> **Directions**: Copy out every row from the one containing "303, row 384." down to the one containing "column 86, row 91", both included, word for word, and omit the pictures.

> **Given records**:
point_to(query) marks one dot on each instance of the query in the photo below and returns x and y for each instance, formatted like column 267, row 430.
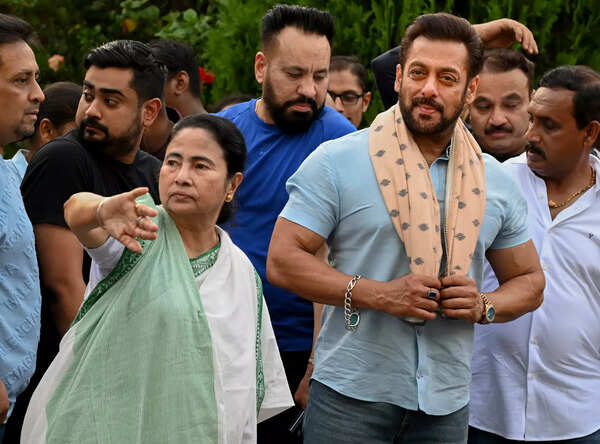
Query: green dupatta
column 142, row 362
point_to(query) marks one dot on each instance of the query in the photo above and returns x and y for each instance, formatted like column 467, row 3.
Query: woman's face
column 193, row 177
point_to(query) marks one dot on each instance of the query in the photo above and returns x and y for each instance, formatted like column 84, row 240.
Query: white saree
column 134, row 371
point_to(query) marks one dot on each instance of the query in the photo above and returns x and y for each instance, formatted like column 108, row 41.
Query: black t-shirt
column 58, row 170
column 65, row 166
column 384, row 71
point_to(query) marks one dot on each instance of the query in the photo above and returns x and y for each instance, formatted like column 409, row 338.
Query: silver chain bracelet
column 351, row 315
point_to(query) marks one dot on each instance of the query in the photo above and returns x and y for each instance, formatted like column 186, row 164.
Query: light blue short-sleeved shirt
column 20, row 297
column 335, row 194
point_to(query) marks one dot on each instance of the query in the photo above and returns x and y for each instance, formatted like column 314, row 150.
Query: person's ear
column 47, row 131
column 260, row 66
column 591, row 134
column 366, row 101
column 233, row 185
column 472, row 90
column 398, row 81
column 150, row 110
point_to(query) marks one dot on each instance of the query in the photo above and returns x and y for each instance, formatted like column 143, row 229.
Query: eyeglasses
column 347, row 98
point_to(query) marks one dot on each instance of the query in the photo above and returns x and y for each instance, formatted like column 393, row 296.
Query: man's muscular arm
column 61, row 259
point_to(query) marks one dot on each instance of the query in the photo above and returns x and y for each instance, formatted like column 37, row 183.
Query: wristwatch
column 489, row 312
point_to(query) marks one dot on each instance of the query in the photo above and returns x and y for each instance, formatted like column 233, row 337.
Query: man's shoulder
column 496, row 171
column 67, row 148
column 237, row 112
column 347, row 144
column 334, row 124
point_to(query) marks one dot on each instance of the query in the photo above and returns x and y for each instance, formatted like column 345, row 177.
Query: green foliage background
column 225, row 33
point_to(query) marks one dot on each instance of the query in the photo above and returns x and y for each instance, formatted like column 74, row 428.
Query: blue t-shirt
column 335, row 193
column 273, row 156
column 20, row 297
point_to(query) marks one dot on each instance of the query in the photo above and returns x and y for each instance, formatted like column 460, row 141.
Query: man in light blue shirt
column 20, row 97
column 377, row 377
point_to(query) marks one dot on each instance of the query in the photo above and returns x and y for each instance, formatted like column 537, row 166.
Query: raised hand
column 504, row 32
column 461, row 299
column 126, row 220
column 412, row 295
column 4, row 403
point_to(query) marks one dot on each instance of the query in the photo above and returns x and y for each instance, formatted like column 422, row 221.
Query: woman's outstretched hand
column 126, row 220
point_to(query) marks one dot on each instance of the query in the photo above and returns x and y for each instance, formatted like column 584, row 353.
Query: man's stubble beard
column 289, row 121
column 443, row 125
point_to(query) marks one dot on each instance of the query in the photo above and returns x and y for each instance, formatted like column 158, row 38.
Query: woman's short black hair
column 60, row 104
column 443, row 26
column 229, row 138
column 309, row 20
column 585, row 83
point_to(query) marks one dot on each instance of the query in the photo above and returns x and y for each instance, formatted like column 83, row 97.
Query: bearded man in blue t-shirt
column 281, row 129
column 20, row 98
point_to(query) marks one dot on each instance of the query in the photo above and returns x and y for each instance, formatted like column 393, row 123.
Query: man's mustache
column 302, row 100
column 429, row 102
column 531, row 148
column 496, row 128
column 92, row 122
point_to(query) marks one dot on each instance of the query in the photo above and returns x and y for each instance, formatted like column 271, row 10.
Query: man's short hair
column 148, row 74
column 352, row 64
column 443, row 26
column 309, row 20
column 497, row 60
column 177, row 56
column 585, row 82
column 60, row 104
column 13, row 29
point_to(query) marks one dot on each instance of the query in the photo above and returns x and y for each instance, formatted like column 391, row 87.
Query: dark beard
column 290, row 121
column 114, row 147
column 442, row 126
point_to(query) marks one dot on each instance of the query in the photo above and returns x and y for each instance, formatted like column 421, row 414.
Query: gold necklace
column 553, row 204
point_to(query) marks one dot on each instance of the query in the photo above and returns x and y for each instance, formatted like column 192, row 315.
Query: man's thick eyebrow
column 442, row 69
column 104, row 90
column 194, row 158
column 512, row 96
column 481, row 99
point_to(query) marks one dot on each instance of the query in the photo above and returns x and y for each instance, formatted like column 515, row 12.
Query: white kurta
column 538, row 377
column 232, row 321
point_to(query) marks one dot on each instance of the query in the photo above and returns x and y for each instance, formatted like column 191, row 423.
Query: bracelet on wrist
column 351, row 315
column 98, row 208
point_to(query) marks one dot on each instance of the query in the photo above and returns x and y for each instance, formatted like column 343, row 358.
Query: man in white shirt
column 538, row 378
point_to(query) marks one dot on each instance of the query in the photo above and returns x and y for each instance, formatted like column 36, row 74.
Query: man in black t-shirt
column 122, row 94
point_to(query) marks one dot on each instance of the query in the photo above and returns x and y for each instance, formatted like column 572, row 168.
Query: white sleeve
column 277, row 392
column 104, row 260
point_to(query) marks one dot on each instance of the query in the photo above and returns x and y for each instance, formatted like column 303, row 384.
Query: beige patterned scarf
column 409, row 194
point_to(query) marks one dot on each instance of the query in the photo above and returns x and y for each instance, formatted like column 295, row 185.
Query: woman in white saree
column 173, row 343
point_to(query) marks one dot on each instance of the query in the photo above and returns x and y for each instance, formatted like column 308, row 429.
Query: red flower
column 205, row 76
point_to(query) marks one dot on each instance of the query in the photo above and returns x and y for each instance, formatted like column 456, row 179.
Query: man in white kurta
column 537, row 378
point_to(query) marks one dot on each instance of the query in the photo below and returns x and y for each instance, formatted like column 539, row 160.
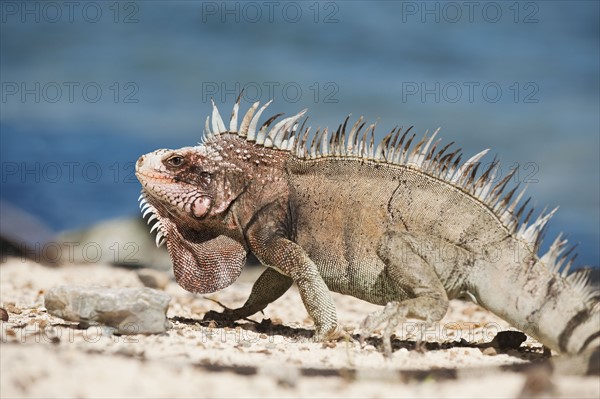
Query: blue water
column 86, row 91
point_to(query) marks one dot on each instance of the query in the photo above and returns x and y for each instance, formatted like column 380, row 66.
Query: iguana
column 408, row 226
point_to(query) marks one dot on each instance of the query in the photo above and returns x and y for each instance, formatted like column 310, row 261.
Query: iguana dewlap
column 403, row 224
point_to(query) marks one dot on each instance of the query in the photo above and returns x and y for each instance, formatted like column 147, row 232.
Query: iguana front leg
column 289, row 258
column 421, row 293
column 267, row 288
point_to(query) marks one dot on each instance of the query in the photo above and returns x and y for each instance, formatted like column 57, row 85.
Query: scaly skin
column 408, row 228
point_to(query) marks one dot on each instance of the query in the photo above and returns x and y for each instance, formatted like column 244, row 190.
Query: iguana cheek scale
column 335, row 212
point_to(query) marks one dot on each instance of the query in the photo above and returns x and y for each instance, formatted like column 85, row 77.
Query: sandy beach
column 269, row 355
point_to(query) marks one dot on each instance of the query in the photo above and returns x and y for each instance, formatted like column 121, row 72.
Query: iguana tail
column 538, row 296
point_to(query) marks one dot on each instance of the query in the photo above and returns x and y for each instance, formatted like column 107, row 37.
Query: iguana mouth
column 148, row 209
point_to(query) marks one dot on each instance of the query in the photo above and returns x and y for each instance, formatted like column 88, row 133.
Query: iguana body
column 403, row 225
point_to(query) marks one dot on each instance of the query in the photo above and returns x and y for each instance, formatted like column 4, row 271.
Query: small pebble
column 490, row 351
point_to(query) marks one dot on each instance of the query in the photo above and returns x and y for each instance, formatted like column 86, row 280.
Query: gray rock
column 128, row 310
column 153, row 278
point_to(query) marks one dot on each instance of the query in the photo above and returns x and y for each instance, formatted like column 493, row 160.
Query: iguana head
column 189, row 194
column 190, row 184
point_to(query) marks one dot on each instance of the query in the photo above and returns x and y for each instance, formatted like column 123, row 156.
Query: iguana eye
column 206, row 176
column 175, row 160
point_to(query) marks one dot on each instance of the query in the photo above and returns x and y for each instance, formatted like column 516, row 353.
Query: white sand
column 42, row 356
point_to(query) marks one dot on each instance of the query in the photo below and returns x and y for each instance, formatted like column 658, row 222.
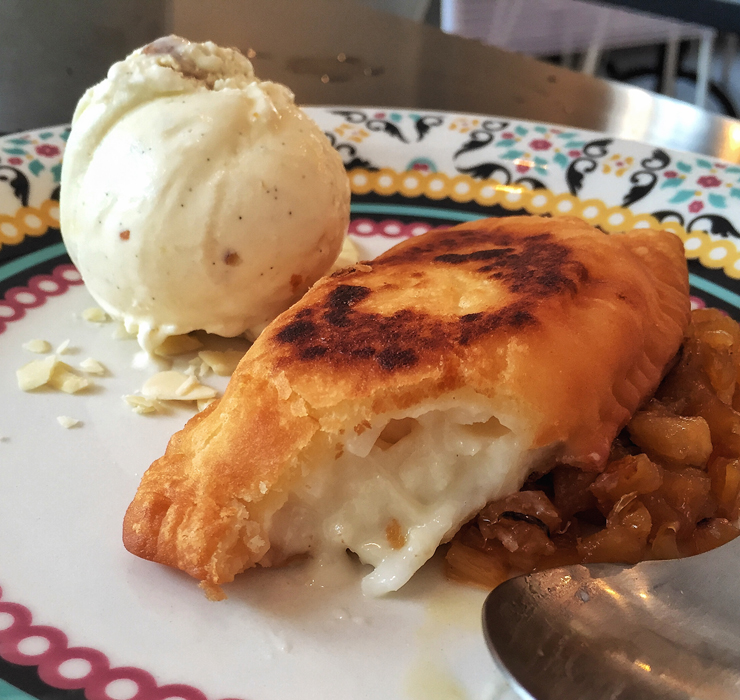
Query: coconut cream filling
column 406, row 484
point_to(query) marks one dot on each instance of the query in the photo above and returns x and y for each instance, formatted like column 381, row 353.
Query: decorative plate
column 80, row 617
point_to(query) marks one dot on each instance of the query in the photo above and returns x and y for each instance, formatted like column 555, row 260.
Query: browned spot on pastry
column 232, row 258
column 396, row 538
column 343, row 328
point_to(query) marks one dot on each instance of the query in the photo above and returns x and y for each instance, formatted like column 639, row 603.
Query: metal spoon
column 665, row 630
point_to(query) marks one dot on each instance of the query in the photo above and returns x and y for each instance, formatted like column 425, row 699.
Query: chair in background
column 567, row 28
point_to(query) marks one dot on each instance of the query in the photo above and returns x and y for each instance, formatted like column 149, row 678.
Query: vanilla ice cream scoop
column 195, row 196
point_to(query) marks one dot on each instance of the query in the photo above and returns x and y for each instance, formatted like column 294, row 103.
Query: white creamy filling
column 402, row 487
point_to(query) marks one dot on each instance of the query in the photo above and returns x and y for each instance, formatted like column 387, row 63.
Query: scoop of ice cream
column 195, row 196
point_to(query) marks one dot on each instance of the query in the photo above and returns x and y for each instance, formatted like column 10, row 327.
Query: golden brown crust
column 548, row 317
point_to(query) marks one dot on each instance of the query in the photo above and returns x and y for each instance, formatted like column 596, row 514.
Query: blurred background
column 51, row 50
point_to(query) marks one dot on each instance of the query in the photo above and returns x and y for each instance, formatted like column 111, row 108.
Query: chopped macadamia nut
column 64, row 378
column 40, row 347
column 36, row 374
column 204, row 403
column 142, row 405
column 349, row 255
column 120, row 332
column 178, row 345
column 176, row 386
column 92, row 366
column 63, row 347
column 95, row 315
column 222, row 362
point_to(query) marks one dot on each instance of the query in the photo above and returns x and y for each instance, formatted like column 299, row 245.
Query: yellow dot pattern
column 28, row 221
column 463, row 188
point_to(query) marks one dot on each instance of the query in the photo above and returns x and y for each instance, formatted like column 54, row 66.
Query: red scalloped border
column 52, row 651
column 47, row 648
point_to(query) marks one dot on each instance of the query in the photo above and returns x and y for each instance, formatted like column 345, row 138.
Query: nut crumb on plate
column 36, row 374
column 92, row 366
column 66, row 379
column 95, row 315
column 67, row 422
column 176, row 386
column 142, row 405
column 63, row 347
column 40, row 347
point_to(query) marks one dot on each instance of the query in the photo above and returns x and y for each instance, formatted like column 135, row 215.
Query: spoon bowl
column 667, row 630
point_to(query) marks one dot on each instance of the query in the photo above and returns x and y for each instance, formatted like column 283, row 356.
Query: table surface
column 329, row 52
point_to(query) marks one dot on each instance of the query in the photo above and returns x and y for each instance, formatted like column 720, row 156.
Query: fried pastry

> **Result of this exercise**:
point_to(query) marks one dot on each instance of the query in the photo above and returns x and y for each instance, formatted like column 303, row 384.
Query: beige patterned scarf
column 409, row 194
point_to(query) marks one dot on each instance of the query in the photo above and returns x and y for each instance, formatted like column 295, row 185.
Query: woman in white saree
column 173, row 343
point_to(query) marks one dot on each instance of the query in the photo above and returns x and y for each instance, formatted like column 308, row 429.
Query: red flower
column 205, row 76
point_to(query) marks one dot on each instance of the query in the photo above and returns x and y for each instance, formatted like column 456, row 179.
Query: man in white kurta
column 537, row 378
point_to(query) marks one dot on each instance of the query in the photo below and returns x and y for each instance, formatted like column 539, row 160.
Query: blue water
column 86, row 91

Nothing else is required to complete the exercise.